### TASK INSTRUCTIONS
Exactly and only the lines from the one containing "Target: paved street" through the close of the entries below are to be set down.

═══ ENTRIES PROVIDED ═══

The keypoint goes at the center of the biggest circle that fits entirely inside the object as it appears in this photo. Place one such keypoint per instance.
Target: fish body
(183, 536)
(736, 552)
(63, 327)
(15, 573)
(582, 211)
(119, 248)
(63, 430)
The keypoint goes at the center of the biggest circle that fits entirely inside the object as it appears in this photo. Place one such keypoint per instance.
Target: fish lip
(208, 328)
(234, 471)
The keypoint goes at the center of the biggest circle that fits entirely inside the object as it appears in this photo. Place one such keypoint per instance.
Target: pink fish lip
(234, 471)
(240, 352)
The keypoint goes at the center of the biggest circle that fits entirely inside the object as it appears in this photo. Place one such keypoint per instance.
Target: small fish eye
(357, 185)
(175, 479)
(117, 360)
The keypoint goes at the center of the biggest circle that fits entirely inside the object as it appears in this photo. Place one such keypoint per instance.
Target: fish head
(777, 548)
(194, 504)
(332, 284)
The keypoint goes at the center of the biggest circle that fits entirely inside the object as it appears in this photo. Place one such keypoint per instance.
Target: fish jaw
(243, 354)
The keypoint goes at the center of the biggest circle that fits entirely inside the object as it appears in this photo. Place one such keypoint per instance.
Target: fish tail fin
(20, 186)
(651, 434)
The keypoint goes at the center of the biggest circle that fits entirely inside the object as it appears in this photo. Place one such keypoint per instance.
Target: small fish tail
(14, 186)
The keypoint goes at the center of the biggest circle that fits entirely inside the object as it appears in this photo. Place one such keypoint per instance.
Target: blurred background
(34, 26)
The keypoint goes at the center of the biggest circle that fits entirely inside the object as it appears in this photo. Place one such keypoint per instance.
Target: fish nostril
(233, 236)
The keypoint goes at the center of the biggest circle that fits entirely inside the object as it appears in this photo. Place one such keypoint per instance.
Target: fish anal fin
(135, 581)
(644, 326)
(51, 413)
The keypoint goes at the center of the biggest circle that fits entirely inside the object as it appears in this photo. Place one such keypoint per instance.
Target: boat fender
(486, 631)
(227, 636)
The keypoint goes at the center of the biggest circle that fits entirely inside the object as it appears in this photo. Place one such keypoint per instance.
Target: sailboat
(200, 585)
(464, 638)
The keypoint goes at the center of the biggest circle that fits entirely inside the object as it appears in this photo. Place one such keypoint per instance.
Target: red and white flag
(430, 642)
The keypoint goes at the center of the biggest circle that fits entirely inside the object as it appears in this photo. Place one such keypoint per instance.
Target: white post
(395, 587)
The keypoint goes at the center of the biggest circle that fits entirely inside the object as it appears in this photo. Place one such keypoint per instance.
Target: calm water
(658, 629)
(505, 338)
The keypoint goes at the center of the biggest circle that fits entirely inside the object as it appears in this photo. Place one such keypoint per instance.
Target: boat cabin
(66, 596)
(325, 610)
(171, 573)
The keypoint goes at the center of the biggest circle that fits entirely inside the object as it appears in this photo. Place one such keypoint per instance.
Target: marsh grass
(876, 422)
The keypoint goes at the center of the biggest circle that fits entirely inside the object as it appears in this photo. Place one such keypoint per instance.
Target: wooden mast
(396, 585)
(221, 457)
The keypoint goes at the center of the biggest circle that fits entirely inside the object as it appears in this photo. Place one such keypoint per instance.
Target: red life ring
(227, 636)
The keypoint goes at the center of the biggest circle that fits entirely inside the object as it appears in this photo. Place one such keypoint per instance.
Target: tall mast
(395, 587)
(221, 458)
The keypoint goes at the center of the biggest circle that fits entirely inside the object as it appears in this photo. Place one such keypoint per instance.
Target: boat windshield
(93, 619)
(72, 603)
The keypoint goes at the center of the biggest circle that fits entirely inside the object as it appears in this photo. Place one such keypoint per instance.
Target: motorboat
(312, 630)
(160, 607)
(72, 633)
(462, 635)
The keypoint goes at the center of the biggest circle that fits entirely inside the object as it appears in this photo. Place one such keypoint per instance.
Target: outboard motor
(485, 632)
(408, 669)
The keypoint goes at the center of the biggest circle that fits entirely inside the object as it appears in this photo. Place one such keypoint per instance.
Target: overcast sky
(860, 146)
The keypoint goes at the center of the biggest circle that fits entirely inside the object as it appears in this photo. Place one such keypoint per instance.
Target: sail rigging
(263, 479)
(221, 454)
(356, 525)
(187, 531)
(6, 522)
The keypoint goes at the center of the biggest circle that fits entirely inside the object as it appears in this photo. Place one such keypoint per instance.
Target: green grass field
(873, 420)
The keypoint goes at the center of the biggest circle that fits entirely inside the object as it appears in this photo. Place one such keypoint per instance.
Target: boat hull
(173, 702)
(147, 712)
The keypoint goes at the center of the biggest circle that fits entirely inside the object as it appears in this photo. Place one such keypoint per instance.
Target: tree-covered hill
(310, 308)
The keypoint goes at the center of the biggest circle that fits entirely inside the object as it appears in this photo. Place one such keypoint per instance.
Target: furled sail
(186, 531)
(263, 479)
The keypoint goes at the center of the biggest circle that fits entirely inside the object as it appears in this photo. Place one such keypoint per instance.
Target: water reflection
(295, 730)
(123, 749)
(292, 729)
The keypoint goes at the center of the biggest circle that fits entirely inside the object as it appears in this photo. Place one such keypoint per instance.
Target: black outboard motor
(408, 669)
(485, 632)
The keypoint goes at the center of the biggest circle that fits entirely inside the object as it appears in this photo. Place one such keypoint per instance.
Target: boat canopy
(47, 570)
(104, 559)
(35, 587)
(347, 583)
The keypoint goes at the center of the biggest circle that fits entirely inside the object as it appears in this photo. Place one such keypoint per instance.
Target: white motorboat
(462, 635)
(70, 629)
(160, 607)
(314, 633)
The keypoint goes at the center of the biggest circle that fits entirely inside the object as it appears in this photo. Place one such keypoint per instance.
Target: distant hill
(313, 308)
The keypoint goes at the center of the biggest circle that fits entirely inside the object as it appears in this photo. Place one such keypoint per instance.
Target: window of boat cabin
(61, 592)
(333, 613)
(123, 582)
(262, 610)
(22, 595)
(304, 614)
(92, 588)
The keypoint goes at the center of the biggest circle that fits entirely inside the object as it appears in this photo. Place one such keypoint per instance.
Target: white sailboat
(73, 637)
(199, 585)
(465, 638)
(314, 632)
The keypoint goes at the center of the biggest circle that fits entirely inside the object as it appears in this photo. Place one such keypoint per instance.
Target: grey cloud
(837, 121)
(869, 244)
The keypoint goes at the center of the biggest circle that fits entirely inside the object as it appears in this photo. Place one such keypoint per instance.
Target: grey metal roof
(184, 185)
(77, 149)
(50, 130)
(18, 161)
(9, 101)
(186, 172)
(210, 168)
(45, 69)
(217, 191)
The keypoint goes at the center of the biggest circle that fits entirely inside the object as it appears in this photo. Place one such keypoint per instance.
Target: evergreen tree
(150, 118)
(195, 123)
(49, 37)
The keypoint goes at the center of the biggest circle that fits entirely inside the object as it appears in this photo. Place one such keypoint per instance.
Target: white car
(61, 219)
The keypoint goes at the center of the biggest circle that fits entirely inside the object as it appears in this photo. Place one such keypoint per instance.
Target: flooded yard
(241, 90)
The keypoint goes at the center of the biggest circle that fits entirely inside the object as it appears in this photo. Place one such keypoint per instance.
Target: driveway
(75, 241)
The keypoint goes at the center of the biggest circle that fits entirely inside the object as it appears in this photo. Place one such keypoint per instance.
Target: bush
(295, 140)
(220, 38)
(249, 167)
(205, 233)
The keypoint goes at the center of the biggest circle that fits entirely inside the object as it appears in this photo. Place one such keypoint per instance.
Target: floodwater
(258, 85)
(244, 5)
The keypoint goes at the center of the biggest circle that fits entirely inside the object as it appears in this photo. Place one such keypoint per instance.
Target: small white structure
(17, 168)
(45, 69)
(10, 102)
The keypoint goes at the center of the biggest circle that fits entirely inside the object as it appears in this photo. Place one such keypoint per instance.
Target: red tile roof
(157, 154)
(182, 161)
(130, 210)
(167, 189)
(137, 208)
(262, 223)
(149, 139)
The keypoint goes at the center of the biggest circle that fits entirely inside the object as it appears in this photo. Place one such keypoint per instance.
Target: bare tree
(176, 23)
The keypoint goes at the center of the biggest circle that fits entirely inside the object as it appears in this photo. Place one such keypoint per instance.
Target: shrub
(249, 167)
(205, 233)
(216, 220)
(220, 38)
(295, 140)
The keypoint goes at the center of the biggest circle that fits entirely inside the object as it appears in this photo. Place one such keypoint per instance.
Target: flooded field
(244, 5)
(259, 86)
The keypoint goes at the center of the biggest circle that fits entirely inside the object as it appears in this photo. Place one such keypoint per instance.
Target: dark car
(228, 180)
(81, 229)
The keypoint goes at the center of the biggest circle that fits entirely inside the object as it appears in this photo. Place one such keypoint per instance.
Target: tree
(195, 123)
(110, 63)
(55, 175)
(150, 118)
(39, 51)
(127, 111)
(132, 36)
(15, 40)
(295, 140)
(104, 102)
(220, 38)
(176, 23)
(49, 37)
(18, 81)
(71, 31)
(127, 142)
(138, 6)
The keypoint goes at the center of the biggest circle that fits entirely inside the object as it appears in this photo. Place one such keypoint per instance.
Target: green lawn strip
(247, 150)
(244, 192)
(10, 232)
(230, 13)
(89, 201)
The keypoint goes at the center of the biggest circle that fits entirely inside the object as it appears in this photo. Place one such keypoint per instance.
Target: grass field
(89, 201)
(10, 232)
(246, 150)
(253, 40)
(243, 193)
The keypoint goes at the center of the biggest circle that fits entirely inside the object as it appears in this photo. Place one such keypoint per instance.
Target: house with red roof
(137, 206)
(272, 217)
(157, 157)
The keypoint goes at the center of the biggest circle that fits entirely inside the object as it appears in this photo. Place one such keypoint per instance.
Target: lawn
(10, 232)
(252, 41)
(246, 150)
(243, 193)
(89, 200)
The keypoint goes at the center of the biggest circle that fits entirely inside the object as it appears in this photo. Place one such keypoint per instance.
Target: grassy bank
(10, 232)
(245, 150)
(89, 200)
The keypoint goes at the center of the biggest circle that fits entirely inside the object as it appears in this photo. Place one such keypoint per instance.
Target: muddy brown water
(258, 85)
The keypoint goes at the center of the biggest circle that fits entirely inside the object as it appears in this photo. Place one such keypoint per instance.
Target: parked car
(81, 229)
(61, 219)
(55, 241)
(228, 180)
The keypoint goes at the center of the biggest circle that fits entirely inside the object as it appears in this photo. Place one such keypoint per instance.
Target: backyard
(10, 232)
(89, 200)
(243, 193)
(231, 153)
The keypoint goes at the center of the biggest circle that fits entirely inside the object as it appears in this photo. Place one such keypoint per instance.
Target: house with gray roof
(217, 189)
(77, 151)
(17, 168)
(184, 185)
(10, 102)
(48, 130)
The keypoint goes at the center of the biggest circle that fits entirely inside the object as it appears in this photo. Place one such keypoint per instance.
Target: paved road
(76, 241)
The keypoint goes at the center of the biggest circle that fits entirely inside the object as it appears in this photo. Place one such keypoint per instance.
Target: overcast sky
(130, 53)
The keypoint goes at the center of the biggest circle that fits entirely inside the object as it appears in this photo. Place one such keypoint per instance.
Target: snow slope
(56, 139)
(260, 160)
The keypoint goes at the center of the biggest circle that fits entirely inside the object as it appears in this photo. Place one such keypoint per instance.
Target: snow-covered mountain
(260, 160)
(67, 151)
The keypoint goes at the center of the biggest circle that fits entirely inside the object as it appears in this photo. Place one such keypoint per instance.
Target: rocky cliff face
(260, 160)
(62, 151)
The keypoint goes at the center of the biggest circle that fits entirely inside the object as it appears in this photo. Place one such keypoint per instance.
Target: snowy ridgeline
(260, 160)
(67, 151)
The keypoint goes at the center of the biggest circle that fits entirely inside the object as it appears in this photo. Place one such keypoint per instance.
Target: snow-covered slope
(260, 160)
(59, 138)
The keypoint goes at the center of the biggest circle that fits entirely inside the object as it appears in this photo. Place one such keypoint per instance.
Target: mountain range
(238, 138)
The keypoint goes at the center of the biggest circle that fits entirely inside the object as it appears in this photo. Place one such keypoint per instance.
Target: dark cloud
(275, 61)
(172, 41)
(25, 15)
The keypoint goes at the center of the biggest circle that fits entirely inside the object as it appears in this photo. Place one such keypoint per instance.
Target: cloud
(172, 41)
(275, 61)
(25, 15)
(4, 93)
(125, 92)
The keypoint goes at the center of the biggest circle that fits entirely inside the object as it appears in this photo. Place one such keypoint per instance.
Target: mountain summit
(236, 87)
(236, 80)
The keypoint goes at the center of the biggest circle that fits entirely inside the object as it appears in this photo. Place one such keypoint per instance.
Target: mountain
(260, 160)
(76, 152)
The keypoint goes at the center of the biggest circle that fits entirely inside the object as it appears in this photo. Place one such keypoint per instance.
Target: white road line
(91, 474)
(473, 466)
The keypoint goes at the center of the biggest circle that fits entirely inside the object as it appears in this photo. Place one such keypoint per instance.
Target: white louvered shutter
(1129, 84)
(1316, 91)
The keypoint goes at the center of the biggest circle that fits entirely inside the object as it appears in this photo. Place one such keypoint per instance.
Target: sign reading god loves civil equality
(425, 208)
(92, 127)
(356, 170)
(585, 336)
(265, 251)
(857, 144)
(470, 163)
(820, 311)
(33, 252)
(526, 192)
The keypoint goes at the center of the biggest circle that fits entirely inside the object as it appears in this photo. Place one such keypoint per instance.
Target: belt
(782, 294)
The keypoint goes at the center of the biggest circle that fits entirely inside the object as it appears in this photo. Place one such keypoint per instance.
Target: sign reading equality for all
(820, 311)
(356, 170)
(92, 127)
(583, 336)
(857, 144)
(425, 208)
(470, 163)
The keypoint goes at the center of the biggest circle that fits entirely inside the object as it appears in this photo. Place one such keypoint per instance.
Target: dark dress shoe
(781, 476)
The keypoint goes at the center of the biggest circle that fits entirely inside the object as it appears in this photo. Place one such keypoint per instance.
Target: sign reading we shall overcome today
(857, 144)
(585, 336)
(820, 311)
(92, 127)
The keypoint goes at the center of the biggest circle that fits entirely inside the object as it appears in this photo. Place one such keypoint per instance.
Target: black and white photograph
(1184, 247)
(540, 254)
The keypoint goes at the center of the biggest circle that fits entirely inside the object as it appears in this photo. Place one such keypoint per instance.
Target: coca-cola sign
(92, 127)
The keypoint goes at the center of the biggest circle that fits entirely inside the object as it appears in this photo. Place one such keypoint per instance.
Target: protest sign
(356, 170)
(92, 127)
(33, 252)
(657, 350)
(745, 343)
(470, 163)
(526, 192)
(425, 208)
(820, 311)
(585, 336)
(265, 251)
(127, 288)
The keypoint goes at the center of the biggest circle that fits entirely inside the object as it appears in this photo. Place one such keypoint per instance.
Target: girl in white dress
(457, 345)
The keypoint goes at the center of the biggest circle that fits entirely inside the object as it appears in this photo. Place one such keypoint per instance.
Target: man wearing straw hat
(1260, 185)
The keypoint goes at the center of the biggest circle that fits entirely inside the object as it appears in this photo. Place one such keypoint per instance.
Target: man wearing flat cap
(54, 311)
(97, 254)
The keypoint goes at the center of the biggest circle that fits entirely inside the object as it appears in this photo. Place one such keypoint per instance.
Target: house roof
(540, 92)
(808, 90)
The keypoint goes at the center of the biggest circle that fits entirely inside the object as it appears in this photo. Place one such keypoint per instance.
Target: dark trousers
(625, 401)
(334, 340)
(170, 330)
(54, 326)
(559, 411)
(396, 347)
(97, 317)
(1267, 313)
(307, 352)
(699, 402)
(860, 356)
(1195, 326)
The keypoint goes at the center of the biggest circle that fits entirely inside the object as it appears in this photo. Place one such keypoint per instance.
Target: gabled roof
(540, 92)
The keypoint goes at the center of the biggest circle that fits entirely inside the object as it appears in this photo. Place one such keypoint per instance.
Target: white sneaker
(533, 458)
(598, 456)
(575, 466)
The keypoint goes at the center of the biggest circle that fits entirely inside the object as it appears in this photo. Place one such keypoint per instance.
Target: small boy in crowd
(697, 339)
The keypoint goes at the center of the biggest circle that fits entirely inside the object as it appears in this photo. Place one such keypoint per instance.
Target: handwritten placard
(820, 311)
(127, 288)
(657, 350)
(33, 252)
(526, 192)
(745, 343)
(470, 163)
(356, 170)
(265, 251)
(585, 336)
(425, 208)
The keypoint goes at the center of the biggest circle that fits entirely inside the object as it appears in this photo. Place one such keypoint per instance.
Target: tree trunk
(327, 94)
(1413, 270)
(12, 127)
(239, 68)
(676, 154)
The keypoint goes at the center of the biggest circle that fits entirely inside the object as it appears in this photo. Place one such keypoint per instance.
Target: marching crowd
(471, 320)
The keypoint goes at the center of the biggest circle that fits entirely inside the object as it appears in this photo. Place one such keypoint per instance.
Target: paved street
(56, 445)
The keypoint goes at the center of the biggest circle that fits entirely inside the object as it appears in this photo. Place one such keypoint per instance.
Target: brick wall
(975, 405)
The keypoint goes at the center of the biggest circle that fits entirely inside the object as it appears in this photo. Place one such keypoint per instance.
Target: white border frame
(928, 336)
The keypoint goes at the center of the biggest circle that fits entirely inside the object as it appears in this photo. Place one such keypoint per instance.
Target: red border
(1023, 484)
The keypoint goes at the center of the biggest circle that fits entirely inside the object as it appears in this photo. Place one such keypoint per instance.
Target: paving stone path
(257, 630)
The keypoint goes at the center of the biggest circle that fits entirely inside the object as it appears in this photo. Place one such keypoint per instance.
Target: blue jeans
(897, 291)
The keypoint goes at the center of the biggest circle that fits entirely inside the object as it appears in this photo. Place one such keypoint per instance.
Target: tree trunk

═══

### EXERCISE ANSWER
Target: paved street
(56, 445)
The keypoint goes at the center of the biggest circle that fits entirely inside the object as it appears in this photo. Place one such keypoint per instance.
Target: brick wall
(975, 405)
The keypoint goes at the center of the biggest circle that fits entirely inside the object as it appears in this photo. Place one such keypoint per instance.
Target: white border frame
(928, 336)
The keypoint goes at the center of the biggest circle that fits entirely inside the object as it appears in this photo. Place one such keypoint per instance.
Target: red border
(1023, 484)
The keypoint goes at the center of the biggest circle that fits entirely inside the object as it appears in this photo. Place one such keypoint per instance.
Target: paving stone path
(257, 630)
The keypoint goes at the center of the biggest circle that fits entirely inside the object as it appears in this photo. Place one such keypoint per instance.
Target: blue jeans
(897, 291)
The keypoint goes at the center of the biggest circle that fits entirely inside the object as it appears in this photo. Place one such keypoint per instance.
Target: tree trunk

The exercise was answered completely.